#### SOURCE EXTRACT:
>> Begin

Sunday, April 19, 2009

Spring Break is over

Everyday I think about writing a new blog. Like, Wednesday I went to San Francisco, I was going to post the pictures I took and write about how I felt, I promise I will do that, it's just a project on hold. And yesterday, I wanted to talk about how my dad opened up to me. I understand his craziness now. And how I tried to leave my boyfriend, but I just couldn't do it. Yeah, crazy stressful week without me leaving the house.

Everyone knows my dad hates me doing anything. Watching tv, playing games, chillin, talking on the phone. The stuff everyone does on the norm, but I guess my family is not down for that. I came home from a family party when my dad found me on my closet floor laying down, crying, and talking on the phone. He didn't see me, he heard me. He asked me what I was doing, and I told him the truth. No point in lying. I told him in my sniffly voice that I was talking on the phone. As I hung up, and put the phone away I saw my face. Eye liner smudged, mascara running down, lips red, eyes puffy. Damn, I do not need to be crying, I look too weak. After an hour, I went downstairs and talked on the phone. I'm persistent, aren't I? He caught me again, and told me to go outside with him. I was scared, I was scared that he was going to hurt me or break everything I owned. I ran upstairs grabbed a jacket and walked with him. He showed me what my mom did for the house, what my grandma does, and he basically showed me what I did. Talk on the phone, watch tv, not even care. We then went for a walk. He told me that he feels like I'm neglecting him, and all he wants from me is my time and effort in school. He told me how he feels like he works so hard to put me into college, but he doesn't see any thing on my part coming out of it. I understand. I let him know that things come naturally to me, and I just dont know how to study. And when I do, I'm left with a D or a F on a history test. He told me that I need to try, that's all I can do. I guess right now I'm just going to study, but also fake study, and hopefully get some privileges back.

>> End

#### EXERCISES:
• 1. Reproduce the passage from the spring break blog post between "Sunday, April 19, 2009" and "leaving the house.", inclusive, putting "Thursday" in place of "Wednesday".
• 2. Write a continuation of the spring break blog post, starting right after its final sentence.

#### ENTRIES SUPPLIED:
>> Begin

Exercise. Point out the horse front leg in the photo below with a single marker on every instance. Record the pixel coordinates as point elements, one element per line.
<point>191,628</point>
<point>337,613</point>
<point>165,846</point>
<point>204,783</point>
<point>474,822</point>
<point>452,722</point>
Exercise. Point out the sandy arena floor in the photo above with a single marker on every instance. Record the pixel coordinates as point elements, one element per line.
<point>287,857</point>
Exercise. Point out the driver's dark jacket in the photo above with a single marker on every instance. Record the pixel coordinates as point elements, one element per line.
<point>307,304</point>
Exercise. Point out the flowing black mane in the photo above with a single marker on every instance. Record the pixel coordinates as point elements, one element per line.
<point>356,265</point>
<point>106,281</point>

>> End

#### THE RESULTS:
• 1.
Sunday, April 19, 2009

Spring Break is over

Everyday I think about writing a new blog. Like, Thursday I went to San Francisco, I was going to post the pictures I took and write about how I felt, I promise I will do that, it's just a project on hold. And yesterday, I wanted to talk about how my dad opened up to me. I understand his craziness now. And how I tried to leave my boyfriend, but I just couldn't do it. Yeah, crazy stressful week without me leaving the house.

• 2.
I'm honestly not mentally strong or capable to talk about problems that I'm fighting with. Not just with my boyfriend, but with me. I wanna yell and scream at him for fucking me over in the past, at the same time I want him to pay attention to me more. I need to get over a hurdle. I need to get over the fact that he's going to stay around, I mean who is he going to go to, right? Yeah. He has me. I'm not ready to let him go. I'm ready to work things out, and make him realize that we both are wrong sometimes. Not just me, not just him. The both of us. Because in this world, we are just fuck ups, sometimes. Because in this world, we succeed, sometimes. In this world, he's perfect for me and I'm perfect for him, all the time. I need soul searching, a new perspective searching. I need old friends back.

Tuesday, April 14, 2009

emancipation

I don't know how clearly I can tell you how much I hate these individuals. They claim that I need to be a role model, that I need more responcibilities, I need to help around the house, I need to get better grades, I need to get my priorities straight, I need to study, I need to to do this and that. I'm fucking done listening to what the fuck you really have to tell me. Because with you, you are all words, no play. Why don't you fucking put your money where your mouth is? Oh wait, you can't? That's right. You never have a justified answer for the things that you take away from me or want me to do.

When did my study habits become yours? Why do I have to study how you used to. I mean, damn I'm my own person I can do whatever I feel like doing caaaause it's benefiting me. So you can shut the fuck up. "You can't study with the TV on". Actually, I'm doing homework. And I need noise to do homework or I get headaches. I know this is strange, but that is my homework habit. I study in my room, ALONE. I don't need you disturbing me saying I need to do this and that, I need to eat. Shut the fuck up. First you tell me to study, now I have to keep that on hold and eat? I'll eat when my fucking stomach wants me to eat. I study late, I study for a long time with my friend on the phone. And if that's not studying or if that's not right, I don't understand where you are coming from.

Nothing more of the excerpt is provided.